Start of Source data

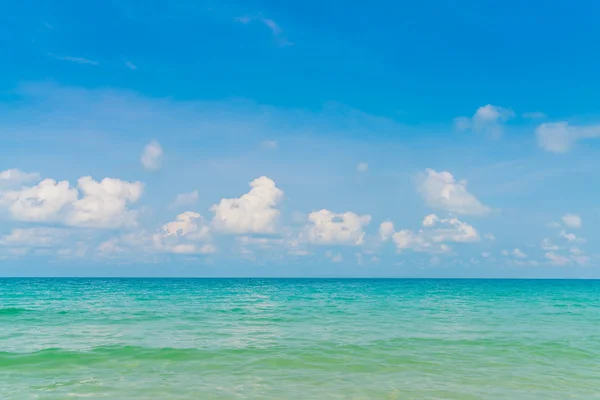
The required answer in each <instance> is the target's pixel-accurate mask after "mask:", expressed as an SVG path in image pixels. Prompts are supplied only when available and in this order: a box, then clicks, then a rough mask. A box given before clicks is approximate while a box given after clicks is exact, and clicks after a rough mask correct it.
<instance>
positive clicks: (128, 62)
mask: <svg viewBox="0 0 600 400" xmlns="http://www.w3.org/2000/svg"><path fill="white" fill-rule="evenodd" d="M123 62H124V63H125V66H126V67H127V68H129V69H131V70H133V71H135V70H136V69H137V65H135V64H134V63H132V62H131V61H127V60H124V61H123Z"/></svg>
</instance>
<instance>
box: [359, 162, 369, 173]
mask: <svg viewBox="0 0 600 400" xmlns="http://www.w3.org/2000/svg"><path fill="white" fill-rule="evenodd" d="M356 170H357V171H358V172H361V173H363V172H367V171H368V170H369V164H367V163H366V162H360V163H358V165H357V166H356Z"/></svg>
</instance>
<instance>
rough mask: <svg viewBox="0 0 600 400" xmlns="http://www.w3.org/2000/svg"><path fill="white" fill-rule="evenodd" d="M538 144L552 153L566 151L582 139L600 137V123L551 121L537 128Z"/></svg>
mask: <svg viewBox="0 0 600 400" xmlns="http://www.w3.org/2000/svg"><path fill="white" fill-rule="evenodd" d="M535 134H536V137H537V142H538V146H540V147H541V148H542V149H544V150H546V151H549V152H552V153H566V152H568V151H569V150H571V148H572V147H573V146H574V145H575V143H576V142H577V141H578V140H580V139H590V138H596V137H600V125H588V126H571V125H569V123H568V122H565V121H561V122H549V123H545V124H541V125H540V126H538V127H537V128H536V130H535Z"/></svg>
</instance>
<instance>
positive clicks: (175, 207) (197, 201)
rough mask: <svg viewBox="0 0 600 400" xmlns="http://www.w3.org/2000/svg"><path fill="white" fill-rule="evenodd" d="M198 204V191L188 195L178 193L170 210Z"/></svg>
mask: <svg viewBox="0 0 600 400" xmlns="http://www.w3.org/2000/svg"><path fill="white" fill-rule="evenodd" d="M197 202H198V191H197V190H194V191H193V192H190V193H180V194H178V195H177V197H176V198H175V200H174V201H173V203H171V208H176V207H187V206H193V205H194V204H196V203H197Z"/></svg>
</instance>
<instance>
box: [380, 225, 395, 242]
mask: <svg viewBox="0 0 600 400" xmlns="http://www.w3.org/2000/svg"><path fill="white" fill-rule="evenodd" d="M394 232H395V229H394V223H393V222H392V221H383V222H382V223H381V225H379V238H380V239H381V240H383V241H384V242H385V241H387V240H389V239H390V238H391V237H392V235H393V234H394Z"/></svg>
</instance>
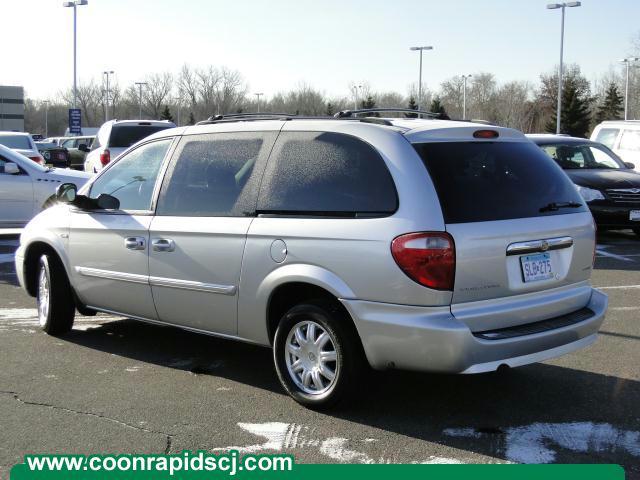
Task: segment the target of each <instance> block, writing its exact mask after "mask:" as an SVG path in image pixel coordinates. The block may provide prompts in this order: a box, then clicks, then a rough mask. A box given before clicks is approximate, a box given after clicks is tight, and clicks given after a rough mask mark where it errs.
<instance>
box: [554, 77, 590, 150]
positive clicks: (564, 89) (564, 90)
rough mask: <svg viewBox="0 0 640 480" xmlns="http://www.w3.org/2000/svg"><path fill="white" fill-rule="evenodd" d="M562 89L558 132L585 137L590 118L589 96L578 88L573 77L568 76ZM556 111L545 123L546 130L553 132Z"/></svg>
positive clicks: (575, 136)
mask: <svg viewBox="0 0 640 480" xmlns="http://www.w3.org/2000/svg"><path fill="white" fill-rule="evenodd" d="M563 83H564V85H563V89H562V113H561V116H560V133H566V134H568V135H571V136H573V137H582V138H586V136H587V133H588V132H589V127H590V123H591V122H590V120H591V118H590V117H591V108H590V106H591V101H592V99H591V97H589V96H587V93H586V92H585V91H584V90H582V89H581V88H579V85H578V82H577V80H576V78H574V77H568V78H567V79H566V80H565V81H564V82H563ZM557 118H558V114H557V112H554V113H553V116H552V118H551V120H550V121H549V123H547V125H546V131H547V132H549V133H555V131H556V119H557Z"/></svg>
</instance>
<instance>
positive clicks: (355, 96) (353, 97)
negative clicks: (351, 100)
mask: <svg viewBox="0 0 640 480" xmlns="http://www.w3.org/2000/svg"><path fill="white" fill-rule="evenodd" d="M359 88H362V85H354V86H353V87H351V90H353V109H354V110H357V109H358V89H359Z"/></svg>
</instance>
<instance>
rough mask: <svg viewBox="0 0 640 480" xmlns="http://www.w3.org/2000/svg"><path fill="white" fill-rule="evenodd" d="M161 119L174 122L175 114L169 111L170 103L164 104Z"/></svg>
mask: <svg viewBox="0 0 640 480" xmlns="http://www.w3.org/2000/svg"><path fill="white" fill-rule="evenodd" d="M160 120H169V121H170V122H173V115H171V112H170V111H169V105H165V106H164V109H163V110H162V113H161V114H160Z"/></svg>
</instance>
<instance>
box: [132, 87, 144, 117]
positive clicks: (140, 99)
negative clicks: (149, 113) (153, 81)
mask: <svg viewBox="0 0 640 480" xmlns="http://www.w3.org/2000/svg"><path fill="white" fill-rule="evenodd" d="M134 83H135V84H136V85H138V91H139V92H140V97H139V98H140V108H139V111H138V118H139V119H140V120H142V87H143V86H146V85H147V82H134Z"/></svg>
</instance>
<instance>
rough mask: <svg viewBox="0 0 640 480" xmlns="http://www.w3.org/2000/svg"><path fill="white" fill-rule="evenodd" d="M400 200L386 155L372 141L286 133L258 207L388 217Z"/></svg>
mask: <svg viewBox="0 0 640 480" xmlns="http://www.w3.org/2000/svg"><path fill="white" fill-rule="evenodd" d="M397 208H398V199H397V194H396V190H395V185H394V183H393V179H392V178H391V174H390V173H389V171H388V169H387V166H386V165H385V162H384V160H383V159H382V157H381V156H380V154H379V153H378V152H377V150H376V149H375V148H373V147H372V146H371V145H369V144H368V143H365V142H363V141H362V140H359V139H358V138H356V137H353V136H351V135H345V134H340V133H333V132H282V133H281V134H280V136H279V137H278V140H277V141H276V144H275V145H274V149H273V153H272V155H271V158H270V159H269V163H268V164H267V168H266V170H265V174H264V178H263V181H262V187H261V190H260V195H259V199H258V211H260V212H274V213H281V214H288V213H290V214H307V215H329V216H331V215H337V216H385V215H390V214H392V213H393V212H395V211H396V210H397Z"/></svg>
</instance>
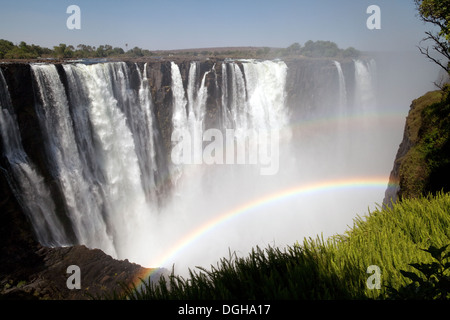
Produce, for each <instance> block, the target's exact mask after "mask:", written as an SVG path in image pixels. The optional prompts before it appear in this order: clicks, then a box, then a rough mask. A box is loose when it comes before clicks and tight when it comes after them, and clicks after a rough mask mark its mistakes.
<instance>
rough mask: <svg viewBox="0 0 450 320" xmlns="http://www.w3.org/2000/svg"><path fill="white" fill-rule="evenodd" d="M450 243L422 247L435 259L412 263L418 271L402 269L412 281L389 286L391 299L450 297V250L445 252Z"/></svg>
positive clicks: (403, 272) (433, 298) (429, 298)
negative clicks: (421, 262)
mask: <svg viewBox="0 0 450 320" xmlns="http://www.w3.org/2000/svg"><path fill="white" fill-rule="evenodd" d="M448 246H449V245H448V244H447V245H445V246H443V247H440V248H438V247H435V246H433V245H431V246H429V247H428V249H422V250H423V251H425V252H428V253H429V254H430V255H431V256H432V257H433V259H434V261H432V262H429V263H412V264H410V266H411V267H413V268H414V269H416V270H417V271H418V272H419V274H417V273H416V272H411V271H405V270H400V272H401V274H402V275H403V276H404V277H406V278H408V279H410V280H411V281H412V282H411V283H409V284H408V285H405V286H403V287H400V288H399V289H398V290H397V289H395V288H388V290H389V293H388V295H389V297H390V298H391V299H426V300H434V299H441V300H448V299H450V252H447V253H446V252H445V251H446V250H447V247H448Z"/></svg>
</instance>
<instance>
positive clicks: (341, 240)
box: [113, 193, 450, 300]
mask: <svg viewBox="0 0 450 320" xmlns="http://www.w3.org/2000/svg"><path fill="white" fill-rule="evenodd" d="M448 243H450V195H449V194H444V193H439V194H438V195H436V196H429V197H420V198H417V199H404V200H403V201H401V202H399V203H396V204H394V205H393V207H392V208H379V209H377V210H374V211H372V212H370V213H369V214H368V215H367V216H365V217H358V218H356V219H355V220H354V225H353V226H352V228H351V229H350V230H349V231H348V232H346V233H345V234H342V235H336V236H334V237H331V238H328V239H323V238H322V237H317V238H315V239H312V238H309V239H304V240H303V241H302V242H301V243H296V244H294V245H292V246H290V247H288V248H286V249H279V248H273V247H268V248H266V249H261V248H258V247H256V248H255V249H254V250H253V251H252V252H251V253H250V254H249V255H248V256H246V257H237V256H236V255H234V254H231V253H230V256H229V257H228V258H223V259H221V260H220V262H219V263H218V264H217V265H216V266H211V267H210V269H200V268H198V269H195V270H189V271H190V276H189V277H187V278H183V277H180V276H177V275H174V274H173V273H172V275H171V276H168V277H162V278H161V279H160V281H159V282H158V283H157V284H151V283H149V282H148V281H145V280H143V281H142V285H141V287H140V288H139V289H138V288H136V287H134V288H131V289H130V288H129V289H126V290H125V292H124V293H123V294H120V295H117V294H115V295H114V297H113V298H115V299H154V300H159V299H387V298H390V296H389V292H390V291H388V288H389V287H390V288H393V289H395V290H398V289H400V288H403V287H405V286H407V285H409V284H411V280H410V279H409V278H407V277H405V276H404V274H409V273H408V272H418V271H417V270H416V269H415V268H413V267H412V266H411V265H410V264H413V263H418V262H420V263H431V262H432V257H430V255H429V254H428V253H427V252H426V251H424V250H422V249H426V248H429V246H430V245H434V246H436V247H442V246H444V245H445V244H448ZM370 265H377V266H378V267H379V268H380V270H381V289H369V288H368V287H367V285H366V281H367V279H368V277H369V276H371V274H369V273H366V270H367V267H368V266H370ZM391 291H392V290H391Z"/></svg>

End of Source data

Using the records above, print exactly the lines between the ones containing "box: [380, 225, 395, 242]" and "89L558 132L585 137L590", inclusive, and nothing else; no pictures.

[Response for this exercise]:
box: [380, 225, 395, 242]
mask: <svg viewBox="0 0 600 400" xmlns="http://www.w3.org/2000/svg"><path fill="white" fill-rule="evenodd" d="M394 232H395V229H394V223H393V222H392V221H383V222H382V223H381V225H379V238H380V239H381V240H383V241H384V242H385V241H387V240H389V239H390V238H391V237H392V235H393V234H394Z"/></svg>
</instance>
Task: segment the target of each <instance> block, writing its exact mask after "mask:" as an SVG path in image pixel coordinates. The block may provide prompts in this order: a box, then clicks, then a rough mask. A box given before clicks is approximate, a box given after clicks is tight, and clicks given after a rough mask mark where it errs.
<instance>
box: [554, 77, 590, 150]
positive clicks: (564, 89) (564, 90)
rough mask: <svg viewBox="0 0 640 480" xmlns="http://www.w3.org/2000/svg"><path fill="white" fill-rule="evenodd" d="M562 89L558 132L585 137L590 118L589 96L578 88L573 77L568 76ZM556 111L545 123L546 130L553 132Z"/></svg>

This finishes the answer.